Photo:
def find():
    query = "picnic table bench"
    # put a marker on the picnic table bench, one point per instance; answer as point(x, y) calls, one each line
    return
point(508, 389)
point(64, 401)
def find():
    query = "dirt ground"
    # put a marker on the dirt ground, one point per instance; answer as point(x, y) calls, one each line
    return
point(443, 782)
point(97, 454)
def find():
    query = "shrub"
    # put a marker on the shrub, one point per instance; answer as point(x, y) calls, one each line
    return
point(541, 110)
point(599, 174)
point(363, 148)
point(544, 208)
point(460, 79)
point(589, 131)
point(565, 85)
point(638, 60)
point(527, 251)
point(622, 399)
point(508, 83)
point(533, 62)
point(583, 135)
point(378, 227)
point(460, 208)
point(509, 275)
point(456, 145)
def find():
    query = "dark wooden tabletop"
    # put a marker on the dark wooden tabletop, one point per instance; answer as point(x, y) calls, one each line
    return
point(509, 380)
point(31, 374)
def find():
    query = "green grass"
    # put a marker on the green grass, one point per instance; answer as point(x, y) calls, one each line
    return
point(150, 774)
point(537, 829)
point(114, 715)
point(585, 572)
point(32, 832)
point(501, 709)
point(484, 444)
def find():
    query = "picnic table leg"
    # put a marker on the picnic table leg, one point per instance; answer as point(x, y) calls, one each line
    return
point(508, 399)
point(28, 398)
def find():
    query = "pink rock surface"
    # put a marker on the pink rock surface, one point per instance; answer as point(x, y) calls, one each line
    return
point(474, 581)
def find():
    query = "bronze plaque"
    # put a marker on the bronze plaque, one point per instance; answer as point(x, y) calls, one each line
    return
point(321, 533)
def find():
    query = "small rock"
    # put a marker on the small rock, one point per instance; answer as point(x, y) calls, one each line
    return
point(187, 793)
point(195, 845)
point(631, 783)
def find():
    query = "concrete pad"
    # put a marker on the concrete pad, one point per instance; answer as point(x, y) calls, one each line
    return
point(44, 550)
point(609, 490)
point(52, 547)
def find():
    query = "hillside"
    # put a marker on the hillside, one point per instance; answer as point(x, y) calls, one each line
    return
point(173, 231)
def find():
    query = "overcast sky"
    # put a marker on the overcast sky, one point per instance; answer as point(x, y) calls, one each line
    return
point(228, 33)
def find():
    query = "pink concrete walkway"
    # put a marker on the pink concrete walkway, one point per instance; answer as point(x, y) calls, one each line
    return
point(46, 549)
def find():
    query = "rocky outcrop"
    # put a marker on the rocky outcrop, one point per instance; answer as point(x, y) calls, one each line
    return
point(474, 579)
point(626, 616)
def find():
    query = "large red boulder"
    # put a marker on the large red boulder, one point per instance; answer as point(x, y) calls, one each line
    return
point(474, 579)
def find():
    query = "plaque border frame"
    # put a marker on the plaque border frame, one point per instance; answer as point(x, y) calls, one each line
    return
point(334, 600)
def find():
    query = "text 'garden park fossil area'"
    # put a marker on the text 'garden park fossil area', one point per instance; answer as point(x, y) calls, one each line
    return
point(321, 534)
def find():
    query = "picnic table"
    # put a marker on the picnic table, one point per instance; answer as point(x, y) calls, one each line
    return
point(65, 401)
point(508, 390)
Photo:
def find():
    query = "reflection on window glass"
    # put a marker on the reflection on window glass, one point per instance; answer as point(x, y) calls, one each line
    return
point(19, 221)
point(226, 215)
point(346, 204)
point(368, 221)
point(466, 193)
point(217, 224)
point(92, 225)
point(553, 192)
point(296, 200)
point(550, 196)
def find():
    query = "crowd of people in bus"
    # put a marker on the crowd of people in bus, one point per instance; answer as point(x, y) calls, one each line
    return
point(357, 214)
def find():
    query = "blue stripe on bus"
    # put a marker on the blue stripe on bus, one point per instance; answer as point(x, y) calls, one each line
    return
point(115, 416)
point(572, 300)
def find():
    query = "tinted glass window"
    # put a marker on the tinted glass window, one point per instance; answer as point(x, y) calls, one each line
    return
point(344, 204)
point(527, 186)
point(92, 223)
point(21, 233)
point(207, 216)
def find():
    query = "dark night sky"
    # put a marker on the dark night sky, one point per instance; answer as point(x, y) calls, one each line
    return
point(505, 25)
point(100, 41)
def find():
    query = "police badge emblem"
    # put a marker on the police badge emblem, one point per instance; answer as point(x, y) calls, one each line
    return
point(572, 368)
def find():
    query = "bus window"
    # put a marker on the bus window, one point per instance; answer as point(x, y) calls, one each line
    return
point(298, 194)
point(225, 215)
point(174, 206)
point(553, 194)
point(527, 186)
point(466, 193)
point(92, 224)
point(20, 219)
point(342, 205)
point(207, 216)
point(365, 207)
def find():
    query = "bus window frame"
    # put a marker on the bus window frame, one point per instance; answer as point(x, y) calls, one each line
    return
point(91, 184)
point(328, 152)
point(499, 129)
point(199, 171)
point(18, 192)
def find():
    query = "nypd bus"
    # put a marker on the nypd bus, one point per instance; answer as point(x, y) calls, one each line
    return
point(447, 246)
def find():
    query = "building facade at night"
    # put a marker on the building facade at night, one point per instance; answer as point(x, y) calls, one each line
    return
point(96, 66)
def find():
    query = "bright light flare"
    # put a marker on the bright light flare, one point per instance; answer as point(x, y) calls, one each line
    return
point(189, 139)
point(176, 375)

Task goal: Each line of the listing above should be output exactly.

Problem solution:
Photo:
def find():
    query = "picnic table bench"
    # put a marker on the picnic table bench, one point per instance; answer as point(x, y) calls, one each line
    return
point(508, 389)
point(64, 401)
def find():
    query = "dirt ground"
    # put a marker on the dirt ground, one point per instance; answer as point(x, y) calls, one each line
    return
point(443, 782)
point(97, 454)
def find():
    query = "shrub"
    # put a marker on the shrub, one point per instance; answer as point(x, y) calls, one each line
    return
point(541, 110)
point(599, 174)
point(363, 148)
point(544, 208)
point(460, 79)
point(589, 131)
point(565, 85)
point(638, 60)
point(527, 251)
point(622, 399)
point(508, 83)
point(533, 62)
point(583, 135)
point(378, 227)
point(460, 208)
point(509, 275)
point(456, 145)
def find():
    query = "dark wooden tabletop"
    # put a marker on the dark wooden tabletop, one point per instance; answer as point(x, y) calls, one each line
    return
point(509, 380)
point(31, 374)
def find():
    query = "green grass"
    # put a marker on the green grass, one point per instance; answer as point(x, y) calls, one each line
    return
point(150, 774)
point(537, 829)
point(114, 715)
point(585, 572)
point(32, 832)
point(501, 709)
point(484, 444)
def find():
    query = "picnic table leg"
    # put a marker on the picnic table leg, one point per instance; answer as point(x, y) calls, one each line
    return
point(508, 399)
point(28, 398)
def find():
    query = "pink rock surface"
    # put a marker on the pink rock surface, one point per instance; answer as point(x, y) calls, one each line
    return
point(474, 581)
def find():
    query = "bronze plaque"
    # put a marker on the bronze plaque, one point per instance; answer as point(x, y) calls, one each line
    return
point(321, 533)
def find():
    query = "small rock"
    # put a marker on the small rock, one point per instance; answer as point(x, y) calls, one each line
    return
point(187, 793)
point(195, 845)
point(631, 783)
def find():
    query = "concrete pad"
    # put a marker on the concrete pad, one point per instance; answer as point(x, y) calls, one each line
    return
point(44, 550)
point(609, 490)
point(52, 547)
def find():
    query = "hillside"
    # put a marker on the hillside, one point per instance; answer as point(x, y) calls, one each line
    return
point(173, 231)
def find():
    query = "overcast sky"
    # put a marker on the overcast sky, one point per instance; answer as point(x, y) calls, one each line
    return
point(228, 33)
def find():
    query = "pink concrete walkway"
    # put a marker on the pink concrete walkway, one point per instance; answer as point(x, y) calls, one each line
    return
point(46, 549)
def find():
    query = "rocky outcrop"
    # put a marker on the rocky outcrop, one point per instance; answer as point(x, y) calls, one each line
    return
point(474, 579)
point(626, 616)
def find():
    query = "large red boulder"
    # put a marker on the large red boulder, one point per instance; answer as point(x, y) calls, one each line
    return
point(474, 579)
def find():
    query = "plaque border frame"
    # put a marker on the plaque border frame, one point per instance; answer as point(x, y) calls, one each line
    return
point(334, 600)
def find():
    query = "text 'garden park fossil area'"
    # put a marker on the text 'garden park fossil area', one point per instance; answer as point(x, y) calls, one each line
    return
point(321, 534)
def find():
    query = "picnic table"
    # put a marker on the picnic table, one point per instance; answer as point(x, y) calls, one each line
    return
point(65, 401)
point(508, 390)
Photo:
def find():
    query = "reflection on window glass"
    # put a marker on the reflection on window glass, one point per instance; answer as point(x, y) calls, one each line
    return
point(19, 221)
point(226, 215)
point(346, 204)
point(368, 221)
point(466, 193)
point(217, 224)
point(92, 225)
point(553, 192)
point(296, 200)
point(550, 196)
def find():
    query = "crowd of people in bus"
    # put a marker on the crowd of people in bus, one point per instance; answer as point(x, y) calls, one each line
    return
point(357, 214)
def find():
    query = "blue stripe on bus"
    # put a marker on the blue stripe on bus, one point per instance; answer as point(x, y) calls, one each line
    return
point(115, 416)
point(572, 300)
def find():
    query = "tinted glass window"
    # put a marker on the tinted glass window, one point per instance; answer as point(x, y) calls, one each line
    return
point(344, 204)
point(527, 186)
point(92, 223)
point(21, 233)
point(207, 216)
def find():
    query = "dark night sky"
    # put a marker on the dark night sky, one point per instance; answer as point(x, y) calls, one each line
    return
point(505, 25)
point(100, 41)
def find():
    query = "police badge emblem"
    # put a marker on the police badge emblem, one point per instance; answer as point(x, y) calls, one each line
    return
point(572, 368)
def find():
    query = "bus window"
    # put a marker on the bus window, one point per instance; answer as point(x, y) calls, one each line
    return
point(298, 194)
point(225, 215)
point(174, 206)
point(553, 194)
point(527, 186)
point(466, 193)
point(92, 224)
point(20, 219)
point(342, 205)
point(207, 216)
point(365, 207)
def find():
    query = "bus window frame"
    # put a marker on the bus window frame, one point per instance; answer as point(x, y) calls, one each line
    return
point(91, 184)
point(328, 152)
point(499, 129)
point(199, 171)
point(18, 192)
def find():
    query = "nypd bus"
    # put a marker on the nypd bus, one point per instance; answer as point(x, y) calls, one each line
    return
point(447, 246)
def find():
    query = "building facade at night"
    # put a marker on the building facade at night, one point per instance; answer as point(x, y) calls, one each line
    return
point(96, 66)
def find():
    query = "bright light flare"
    # put a marker on the bright light flare, one point per instance; answer as point(x, y) calls, one each line
    return
point(189, 139)
point(176, 375)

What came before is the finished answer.